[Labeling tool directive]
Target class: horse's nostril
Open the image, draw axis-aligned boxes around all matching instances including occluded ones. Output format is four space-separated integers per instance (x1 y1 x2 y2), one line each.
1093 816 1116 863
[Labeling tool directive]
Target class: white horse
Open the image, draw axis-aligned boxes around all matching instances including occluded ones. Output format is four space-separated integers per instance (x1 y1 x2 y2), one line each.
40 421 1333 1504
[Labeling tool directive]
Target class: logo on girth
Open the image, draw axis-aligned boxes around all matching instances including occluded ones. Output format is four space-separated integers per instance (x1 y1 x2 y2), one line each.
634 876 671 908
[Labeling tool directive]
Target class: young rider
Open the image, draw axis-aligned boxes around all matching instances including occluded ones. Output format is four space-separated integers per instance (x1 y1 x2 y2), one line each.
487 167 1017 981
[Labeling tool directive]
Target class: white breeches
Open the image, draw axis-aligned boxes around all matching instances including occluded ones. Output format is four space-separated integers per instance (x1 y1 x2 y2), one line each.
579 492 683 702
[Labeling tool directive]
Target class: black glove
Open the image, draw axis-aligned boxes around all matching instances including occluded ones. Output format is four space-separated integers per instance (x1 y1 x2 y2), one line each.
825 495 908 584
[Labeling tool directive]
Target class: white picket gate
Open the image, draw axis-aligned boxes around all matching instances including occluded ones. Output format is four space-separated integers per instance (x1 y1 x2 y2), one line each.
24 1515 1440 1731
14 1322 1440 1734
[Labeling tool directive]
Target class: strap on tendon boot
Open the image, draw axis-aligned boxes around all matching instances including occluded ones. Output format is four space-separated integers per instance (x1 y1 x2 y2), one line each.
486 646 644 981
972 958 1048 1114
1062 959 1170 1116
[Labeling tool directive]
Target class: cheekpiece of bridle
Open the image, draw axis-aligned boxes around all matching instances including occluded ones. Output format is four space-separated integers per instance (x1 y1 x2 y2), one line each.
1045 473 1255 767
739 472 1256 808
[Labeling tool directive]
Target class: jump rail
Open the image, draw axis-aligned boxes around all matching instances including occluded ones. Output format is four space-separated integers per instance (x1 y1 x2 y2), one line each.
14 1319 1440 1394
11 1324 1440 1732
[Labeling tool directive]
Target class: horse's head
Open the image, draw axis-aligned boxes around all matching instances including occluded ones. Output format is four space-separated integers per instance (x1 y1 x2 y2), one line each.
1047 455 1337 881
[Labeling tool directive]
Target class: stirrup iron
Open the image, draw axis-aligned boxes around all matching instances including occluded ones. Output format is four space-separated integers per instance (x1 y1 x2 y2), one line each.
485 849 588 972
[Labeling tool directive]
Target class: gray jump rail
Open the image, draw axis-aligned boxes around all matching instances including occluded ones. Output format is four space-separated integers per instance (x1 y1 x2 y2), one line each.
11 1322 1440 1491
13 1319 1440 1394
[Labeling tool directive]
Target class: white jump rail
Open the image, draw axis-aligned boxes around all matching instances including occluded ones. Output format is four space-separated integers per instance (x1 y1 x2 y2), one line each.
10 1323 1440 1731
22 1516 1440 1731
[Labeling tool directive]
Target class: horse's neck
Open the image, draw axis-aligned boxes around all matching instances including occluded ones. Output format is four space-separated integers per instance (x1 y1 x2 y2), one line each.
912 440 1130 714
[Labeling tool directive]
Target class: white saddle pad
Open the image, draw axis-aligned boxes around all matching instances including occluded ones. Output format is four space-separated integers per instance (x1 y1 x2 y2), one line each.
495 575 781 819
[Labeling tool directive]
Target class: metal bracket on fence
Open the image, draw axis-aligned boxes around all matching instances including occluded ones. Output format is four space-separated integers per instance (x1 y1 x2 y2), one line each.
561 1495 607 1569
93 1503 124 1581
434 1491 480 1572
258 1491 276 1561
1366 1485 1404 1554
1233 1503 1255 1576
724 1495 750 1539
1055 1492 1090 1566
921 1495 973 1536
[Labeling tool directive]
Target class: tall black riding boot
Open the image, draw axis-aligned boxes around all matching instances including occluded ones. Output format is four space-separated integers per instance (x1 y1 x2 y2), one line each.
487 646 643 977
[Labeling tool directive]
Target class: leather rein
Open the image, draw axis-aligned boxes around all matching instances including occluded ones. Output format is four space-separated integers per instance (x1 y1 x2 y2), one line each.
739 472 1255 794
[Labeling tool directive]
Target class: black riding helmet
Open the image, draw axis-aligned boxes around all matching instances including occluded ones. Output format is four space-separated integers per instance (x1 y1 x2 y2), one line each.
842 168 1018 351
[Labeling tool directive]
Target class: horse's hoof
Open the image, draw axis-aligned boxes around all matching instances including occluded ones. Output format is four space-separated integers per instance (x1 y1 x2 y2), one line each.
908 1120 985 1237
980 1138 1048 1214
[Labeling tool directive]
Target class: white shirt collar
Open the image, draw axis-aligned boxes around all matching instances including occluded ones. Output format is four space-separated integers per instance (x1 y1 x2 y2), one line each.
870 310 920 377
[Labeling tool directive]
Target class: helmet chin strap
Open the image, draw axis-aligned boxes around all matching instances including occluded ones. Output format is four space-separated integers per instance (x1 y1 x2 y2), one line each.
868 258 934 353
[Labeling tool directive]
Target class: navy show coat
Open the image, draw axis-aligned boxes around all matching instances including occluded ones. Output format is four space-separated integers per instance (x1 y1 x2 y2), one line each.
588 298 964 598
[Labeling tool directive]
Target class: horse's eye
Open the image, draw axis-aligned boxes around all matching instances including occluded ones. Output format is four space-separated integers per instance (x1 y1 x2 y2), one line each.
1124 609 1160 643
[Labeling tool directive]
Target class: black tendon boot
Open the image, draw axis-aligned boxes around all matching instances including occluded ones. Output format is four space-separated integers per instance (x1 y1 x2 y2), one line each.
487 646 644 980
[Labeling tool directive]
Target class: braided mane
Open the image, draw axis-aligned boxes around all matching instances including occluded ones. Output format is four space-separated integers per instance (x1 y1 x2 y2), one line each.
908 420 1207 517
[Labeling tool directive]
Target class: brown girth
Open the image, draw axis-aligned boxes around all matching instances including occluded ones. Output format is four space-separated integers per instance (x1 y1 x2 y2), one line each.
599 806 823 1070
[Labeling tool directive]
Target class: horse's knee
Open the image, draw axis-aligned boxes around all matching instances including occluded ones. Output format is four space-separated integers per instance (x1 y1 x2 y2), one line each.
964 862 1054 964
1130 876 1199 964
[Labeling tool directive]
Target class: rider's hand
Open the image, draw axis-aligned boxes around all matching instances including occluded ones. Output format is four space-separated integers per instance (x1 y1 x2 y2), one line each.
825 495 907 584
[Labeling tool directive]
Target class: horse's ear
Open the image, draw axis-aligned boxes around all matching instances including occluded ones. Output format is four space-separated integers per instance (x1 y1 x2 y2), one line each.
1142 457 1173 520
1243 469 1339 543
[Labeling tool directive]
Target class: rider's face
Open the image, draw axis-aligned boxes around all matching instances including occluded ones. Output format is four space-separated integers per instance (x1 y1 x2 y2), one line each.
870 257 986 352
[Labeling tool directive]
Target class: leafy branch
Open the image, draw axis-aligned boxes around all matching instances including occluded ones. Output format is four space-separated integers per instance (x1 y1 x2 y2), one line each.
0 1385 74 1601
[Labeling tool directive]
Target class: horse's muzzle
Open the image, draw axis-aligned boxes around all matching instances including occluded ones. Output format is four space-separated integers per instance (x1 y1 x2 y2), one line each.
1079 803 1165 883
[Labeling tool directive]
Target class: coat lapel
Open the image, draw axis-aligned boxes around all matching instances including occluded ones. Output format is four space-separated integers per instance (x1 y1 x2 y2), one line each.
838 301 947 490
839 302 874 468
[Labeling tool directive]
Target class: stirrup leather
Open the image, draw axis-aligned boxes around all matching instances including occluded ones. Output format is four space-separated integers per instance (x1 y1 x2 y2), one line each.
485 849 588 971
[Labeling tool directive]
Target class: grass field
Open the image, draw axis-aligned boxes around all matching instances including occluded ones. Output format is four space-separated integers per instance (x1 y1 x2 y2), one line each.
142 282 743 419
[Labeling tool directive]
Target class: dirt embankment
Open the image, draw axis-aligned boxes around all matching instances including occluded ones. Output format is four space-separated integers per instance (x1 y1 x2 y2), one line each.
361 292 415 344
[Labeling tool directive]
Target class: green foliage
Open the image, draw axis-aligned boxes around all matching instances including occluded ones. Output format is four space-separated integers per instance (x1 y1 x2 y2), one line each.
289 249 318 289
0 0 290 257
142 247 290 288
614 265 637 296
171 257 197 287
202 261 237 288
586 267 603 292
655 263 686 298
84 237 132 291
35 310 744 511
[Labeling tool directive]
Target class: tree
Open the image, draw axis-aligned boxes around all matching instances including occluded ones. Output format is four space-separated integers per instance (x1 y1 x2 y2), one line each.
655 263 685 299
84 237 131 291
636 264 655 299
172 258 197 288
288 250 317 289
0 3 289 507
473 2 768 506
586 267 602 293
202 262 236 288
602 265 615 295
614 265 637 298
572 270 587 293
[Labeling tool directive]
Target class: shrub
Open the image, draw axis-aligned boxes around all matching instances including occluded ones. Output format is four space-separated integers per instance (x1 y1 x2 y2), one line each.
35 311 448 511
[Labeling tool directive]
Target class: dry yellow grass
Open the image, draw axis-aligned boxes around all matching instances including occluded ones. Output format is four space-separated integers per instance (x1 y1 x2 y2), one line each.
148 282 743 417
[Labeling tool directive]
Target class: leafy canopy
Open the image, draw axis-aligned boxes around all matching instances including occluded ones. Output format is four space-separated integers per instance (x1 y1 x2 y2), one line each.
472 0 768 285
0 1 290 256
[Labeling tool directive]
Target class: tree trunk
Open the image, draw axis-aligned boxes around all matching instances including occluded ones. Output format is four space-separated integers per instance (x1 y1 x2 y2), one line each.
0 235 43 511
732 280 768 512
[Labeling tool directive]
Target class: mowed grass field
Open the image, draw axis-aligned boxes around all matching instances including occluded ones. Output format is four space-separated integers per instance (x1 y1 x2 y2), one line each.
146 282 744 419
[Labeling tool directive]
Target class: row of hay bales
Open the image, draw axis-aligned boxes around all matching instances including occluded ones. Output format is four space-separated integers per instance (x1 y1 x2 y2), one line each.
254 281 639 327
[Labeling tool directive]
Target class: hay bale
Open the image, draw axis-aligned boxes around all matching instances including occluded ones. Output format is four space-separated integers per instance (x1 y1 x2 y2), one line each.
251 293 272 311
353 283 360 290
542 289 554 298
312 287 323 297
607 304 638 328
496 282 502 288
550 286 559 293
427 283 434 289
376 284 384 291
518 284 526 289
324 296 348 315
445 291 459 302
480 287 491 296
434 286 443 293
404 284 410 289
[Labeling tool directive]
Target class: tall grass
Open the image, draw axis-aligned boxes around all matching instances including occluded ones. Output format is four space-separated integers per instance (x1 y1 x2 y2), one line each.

========================================================================

Your task is to set down again, exactly, every line from the beginning of the listing through the line with "Target class: black glove".

> _Output_
[Labeling tool directive]
Target class: horse's nostril
Open the image, draw axis-aligned boxes around all matching instances including occluded ones. Output format is four space-separated integers per instance (x1 y1 x2 y2), one line each.
1093 816 1116 863
[Labeling tool directive]
Target class: white horse
Open the image, draw axis-aligned boxes around all matching instances including occluded ones. Output format is four space-separated integers per instance (x1 y1 x2 y2), one line each.
40 421 1333 1504
[Labeling tool directive]
Target class: logo on girth
Open the image, draw axis-aligned boxes around all matching instances including occluded ones. Output format is four space-separated integers per instance (x1 y1 x2 y2), one line each.
634 876 671 908
[Labeling tool directive]
Target class: young rider
Open the image, draw axis-aligned boxes around all matching instances including occluded ones. Output format is four space-separated integers per instance (x1 y1 x2 y2), one line each.
487 167 1017 981
[Labeling tool directive]
Target class: white breeches
Open the image, draw axis-aligned boxes around all matching instances including occluded ones. Output format is four space-separated integers per instance (x1 y1 x2 y2), one line each.
579 492 683 702
[Labeling tool directive]
Target class: black glove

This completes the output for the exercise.